— MATERIAL PROVIDED —

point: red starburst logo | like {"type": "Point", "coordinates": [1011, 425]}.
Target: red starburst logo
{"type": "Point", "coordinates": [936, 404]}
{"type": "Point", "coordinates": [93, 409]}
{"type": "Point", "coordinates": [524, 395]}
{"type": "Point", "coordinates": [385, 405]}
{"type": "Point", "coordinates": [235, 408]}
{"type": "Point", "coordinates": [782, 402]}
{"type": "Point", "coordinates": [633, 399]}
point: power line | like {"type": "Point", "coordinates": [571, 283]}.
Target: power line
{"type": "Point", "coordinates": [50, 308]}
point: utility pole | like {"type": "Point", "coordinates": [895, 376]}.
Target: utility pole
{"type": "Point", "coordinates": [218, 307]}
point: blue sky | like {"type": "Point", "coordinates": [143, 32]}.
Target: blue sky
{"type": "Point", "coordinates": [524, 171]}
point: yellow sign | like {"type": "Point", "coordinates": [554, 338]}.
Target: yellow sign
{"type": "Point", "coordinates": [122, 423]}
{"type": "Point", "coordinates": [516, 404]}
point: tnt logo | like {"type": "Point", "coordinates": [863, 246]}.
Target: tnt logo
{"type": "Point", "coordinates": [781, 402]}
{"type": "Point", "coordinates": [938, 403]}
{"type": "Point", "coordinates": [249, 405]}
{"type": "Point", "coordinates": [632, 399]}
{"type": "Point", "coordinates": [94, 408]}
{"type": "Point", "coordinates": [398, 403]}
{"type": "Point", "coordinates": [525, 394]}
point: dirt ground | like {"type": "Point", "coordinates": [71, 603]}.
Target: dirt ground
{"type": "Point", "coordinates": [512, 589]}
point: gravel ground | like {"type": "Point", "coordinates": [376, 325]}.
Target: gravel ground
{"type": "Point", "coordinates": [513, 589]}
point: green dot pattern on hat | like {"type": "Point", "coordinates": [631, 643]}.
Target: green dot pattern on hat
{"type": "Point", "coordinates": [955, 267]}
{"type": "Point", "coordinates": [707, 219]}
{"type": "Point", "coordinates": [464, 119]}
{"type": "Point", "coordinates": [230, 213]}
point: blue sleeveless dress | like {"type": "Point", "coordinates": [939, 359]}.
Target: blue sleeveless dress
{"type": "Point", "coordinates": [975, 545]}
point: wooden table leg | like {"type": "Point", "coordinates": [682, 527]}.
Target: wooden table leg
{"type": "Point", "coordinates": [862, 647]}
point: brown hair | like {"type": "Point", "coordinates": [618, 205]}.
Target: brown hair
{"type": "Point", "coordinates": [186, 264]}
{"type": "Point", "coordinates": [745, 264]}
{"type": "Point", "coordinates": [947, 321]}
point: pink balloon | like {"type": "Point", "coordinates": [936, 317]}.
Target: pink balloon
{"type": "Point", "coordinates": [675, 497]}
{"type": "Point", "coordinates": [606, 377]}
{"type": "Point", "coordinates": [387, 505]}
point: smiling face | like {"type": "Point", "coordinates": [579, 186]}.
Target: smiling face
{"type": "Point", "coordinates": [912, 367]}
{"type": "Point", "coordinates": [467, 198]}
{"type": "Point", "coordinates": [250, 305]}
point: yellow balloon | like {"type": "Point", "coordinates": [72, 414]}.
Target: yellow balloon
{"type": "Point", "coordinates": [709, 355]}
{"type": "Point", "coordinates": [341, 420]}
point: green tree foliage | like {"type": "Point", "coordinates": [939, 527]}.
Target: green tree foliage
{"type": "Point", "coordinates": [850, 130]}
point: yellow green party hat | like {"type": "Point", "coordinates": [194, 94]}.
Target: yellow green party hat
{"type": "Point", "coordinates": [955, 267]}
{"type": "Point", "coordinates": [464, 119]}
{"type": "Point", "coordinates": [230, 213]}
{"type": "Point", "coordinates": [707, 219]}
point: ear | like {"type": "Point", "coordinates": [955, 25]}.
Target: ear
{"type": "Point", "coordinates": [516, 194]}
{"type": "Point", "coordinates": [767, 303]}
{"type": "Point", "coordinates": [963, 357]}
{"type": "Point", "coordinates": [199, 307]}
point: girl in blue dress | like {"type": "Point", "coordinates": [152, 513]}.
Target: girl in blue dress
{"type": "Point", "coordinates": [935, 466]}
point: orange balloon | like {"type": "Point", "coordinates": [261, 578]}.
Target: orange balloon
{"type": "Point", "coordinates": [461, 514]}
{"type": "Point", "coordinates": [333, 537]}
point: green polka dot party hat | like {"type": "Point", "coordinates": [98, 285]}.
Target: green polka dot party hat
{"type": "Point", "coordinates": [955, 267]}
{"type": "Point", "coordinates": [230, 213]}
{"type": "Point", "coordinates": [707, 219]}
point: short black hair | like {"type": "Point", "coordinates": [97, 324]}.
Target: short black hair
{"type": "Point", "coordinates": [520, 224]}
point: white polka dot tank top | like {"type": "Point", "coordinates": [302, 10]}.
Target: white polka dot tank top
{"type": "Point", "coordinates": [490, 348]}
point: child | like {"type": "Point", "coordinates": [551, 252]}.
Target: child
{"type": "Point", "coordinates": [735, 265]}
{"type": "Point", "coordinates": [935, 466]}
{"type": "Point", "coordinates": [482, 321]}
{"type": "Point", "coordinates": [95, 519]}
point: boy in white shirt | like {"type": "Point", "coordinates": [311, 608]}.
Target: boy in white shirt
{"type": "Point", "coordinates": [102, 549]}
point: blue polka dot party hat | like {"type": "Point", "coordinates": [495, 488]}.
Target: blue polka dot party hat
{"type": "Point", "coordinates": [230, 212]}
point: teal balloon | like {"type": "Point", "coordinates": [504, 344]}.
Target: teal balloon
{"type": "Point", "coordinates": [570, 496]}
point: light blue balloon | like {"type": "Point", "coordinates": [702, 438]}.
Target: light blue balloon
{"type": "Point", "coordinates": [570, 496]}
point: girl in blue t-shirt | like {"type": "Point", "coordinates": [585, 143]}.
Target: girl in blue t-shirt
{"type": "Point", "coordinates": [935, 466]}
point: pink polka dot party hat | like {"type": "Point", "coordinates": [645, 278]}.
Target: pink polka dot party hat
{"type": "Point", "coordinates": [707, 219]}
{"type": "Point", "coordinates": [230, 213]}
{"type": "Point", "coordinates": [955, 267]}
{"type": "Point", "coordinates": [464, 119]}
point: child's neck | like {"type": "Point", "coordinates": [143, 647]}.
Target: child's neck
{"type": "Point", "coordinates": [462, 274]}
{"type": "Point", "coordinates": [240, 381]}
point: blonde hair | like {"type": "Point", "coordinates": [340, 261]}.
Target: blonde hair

— PROBLEM —
Repeat the listing above without any change.

— SOLUTION FOR THIS EXERCISE —
point: red starburst logo | like {"type": "Point", "coordinates": [1011, 425]}.
Target: red starburst logo
{"type": "Point", "coordinates": [936, 404]}
{"type": "Point", "coordinates": [93, 409]}
{"type": "Point", "coordinates": [524, 395]}
{"type": "Point", "coordinates": [385, 405]}
{"type": "Point", "coordinates": [235, 408]}
{"type": "Point", "coordinates": [782, 402]}
{"type": "Point", "coordinates": [633, 399]}
point: power line | like {"type": "Point", "coordinates": [571, 283]}.
Target: power line
{"type": "Point", "coordinates": [50, 308]}
point: utility pole | like {"type": "Point", "coordinates": [895, 376]}.
Target: utility pole
{"type": "Point", "coordinates": [218, 307]}
point: blue sky | like {"type": "Point", "coordinates": [143, 32]}.
Target: blue sky
{"type": "Point", "coordinates": [524, 171]}
point: yellow sign | like {"type": "Point", "coordinates": [554, 338]}.
Target: yellow sign
{"type": "Point", "coordinates": [122, 423]}
{"type": "Point", "coordinates": [516, 404]}
point: tnt logo | like {"type": "Point", "coordinates": [863, 246]}.
Target: tnt logo
{"type": "Point", "coordinates": [781, 402]}
{"type": "Point", "coordinates": [938, 403]}
{"type": "Point", "coordinates": [249, 405]}
{"type": "Point", "coordinates": [632, 399]}
{"type": "Point", "coordinates": [94, 408]}
{"type": "Point", "coordinates": [398, 403]}
{"type": "Point", "coordinates": [525, 394]}
point: dirt ground | like {"type": "Point", "coordinates": [71, 603]}.
Target: dirt ground
{"type": "Point", "coordinates": [512, 589]}
point: gravel ground | like {"type": "Point", "coordinates": [376, 325]}.
Target: gravel ground
{"type": "Point", "coordinates": [513, 589]}
point: green dot pattern on hat | like {"type": "Point", "coordinates": [631, 643]}.
Target: green dot pattern on hat
{"type": "Point", "coordinates": [955, 267]}
{"type": "Point", "coordinates": [707, 219]}
{"type": "Point", "coordinates": [464, 119]}
{"type": "Point", "coordinates": [230, 213]}
point: blue sleeveless dress | like {"type": "Point", "coordinates": [939, 359]}.
Target: blue sleeveless dress
{"type": "Point", "coordinates": [975, 545]}
point: wooden table leg | like {"type": "Point", "coordinates": [682, 527]}.
Target: wooden table leg
{"type": "Point", "coordinates": [862, 647]}
point: brown hair | like {"type": "Point", "coordinates": [618, 205]}.
Target: brown hair
{"type": "Point", "coordinates": [186, 264]}
{"type": "Point", "coordinates": [745, 264]}
{"type": "Point", "coordinates": [947, 321]}
point: pink balloon | like {"type": "Point", "coordinates": [936, 317]}.
Target: pink balloon
{"type": "Point", "coordinates": [675, 497]}
{"type": "Point", "coordinates": [606, 377]}
{"type": "Point", "coordinates": [387, 505]}
point: smiling face | like {"type": "Point", "coordinates": [579, 186]}.
Target: smiling face
{"type": "Point", "coordinates": [912, 367]}
{"type": "Point", "coordinates": [467, 198]}
{"type": "Point", "coordinates": [250, 305]}
point: yellow balloon | like {"type": "Point", "coordinates": [72, 414]}.
Target: yellow balloon
{"type": "Point", "coordinates": [709, 355]}
{"type": "Point", "coordinates": [341, 420]}
point: green tree foliage | like {"type": "Point", "coordinates": [939, 527]}.
Target: green tree foliage
{"type": "Point", "coordinates": [850, 130]}
point: yellow green party hat | like {"type": "Point", "coordinates": [194, 94]}.
Target: yellow green party hat
{"type": "Point", "coordinates": [955, 267]}
{"type": "Point", "coordinates": [464, 119]}
{"type": "Point", "coordinates": [230, 213]}
{"type": "Point", "coordinates": [707, 219]}
point: ear | like {"type": "Point", "coordinates": [955, 25]}.
Target: ear
{"type": "Point", "coordinates": [516, 194]}
{"type": "Point", "coordinates": [767, 303]}
{"type": "Point", "coordinates": [963, 357]}
{"type": "Point", "coordinates": [199, 307]}
point: girl in blue dress | like {"type": "Point", "coordinates": [152, 513]}.
Target: girl in blue dress
{"type": "Point", "coordinates": [935, 466]}
point: orange balloon | like {"type": "Point", "coordinates": [261, 578]}.
Target: orange balloon
{"type": "Point", "coordinates": [461, 514]}
{"type": "Point", "coordinates": [333, 537]}
point: green polka dot party hat | like {"type": "Point", "coordinates": [98, 285]}.
Target: green polka dot party hat
{"type": "Point", "coordinates": [955, 267]}
{"type": "Point", "coordinates": [230, 213]}
{"type": "Point", "coordinates": [707, 219]}
point: short black hair | like {"type": "Point", "coordinates": [97, 324]}.
Target: short black hair
{"type": "Point", "coordinates": [520, 224]}
point: white polka dot tank top | like {"type": "Point", "coordinates": [302, 10]}.
Target: white polka dot tank top
{"type": "Point", "coordinates": [490, 348]}
point: child | like {"type": "Point", "coordinates": [551, 252]}.
Target: child
{"type": "Point", "coordinates": [735, 265]}
{"type": "Point", "coordinates": [935, 466]}
{"type": "Point", "coordinates": [482, 321]}
{"type": "Point", "coordinates": [95, 519]}
point: boy in white shirt | like {"type": "Point", "coordinates": [311, 608]}.
Target: boy in white shirt
{"type": "Point", "coordinates": [102, 549]}
point: blue polka dot party hat | like {"type": "Point", "coordinates": [495, 488]}.
Target: blue polka dot party hat
{"type": "Point", "coordinates": [230, 212]}
point: teal balloon | like {"type": "Point", "coordinates": [504, 344]}.
Target: teal balloon
{"type": "Point", "coordinates": [570, 496]}
point: light blue balloon | like {"type": "Point", "coordinates": [702, 438]}.
Target: light blue balloon
{"type": "Point", "coordinates": [570, 496]}
point: girl in blue t-shirt | like {"type": "Point", "coordinates": [585, 143]}.
Target: girl in blue t-shirt
{"type": "Point", "coordinates": [935, 466]}
point: pink polka dot party hat | like {"type": "Point", "coordinates": [645, 278]}.
Target: pink polka dot party hat
{"type": "Point", "coordinates": [707, 219]}
{"type": "Point", "coordinates": [230, 213]}
{"type": "Point", "coordinates": [955, 267]}
{"type": "Point", "coordinates": [464, 119]}
point: child's neck | like {"type": "Point", "coordinates": [143, 647]}.
Target: child's neck
{"type": "Point", "coordinates": [462, 274]}
{"type": "Point", "coordinates": [240, 381]}
point: blonde hair | like {"type": "Point", "coordinates": [340, 261]}.
Target: blonde hair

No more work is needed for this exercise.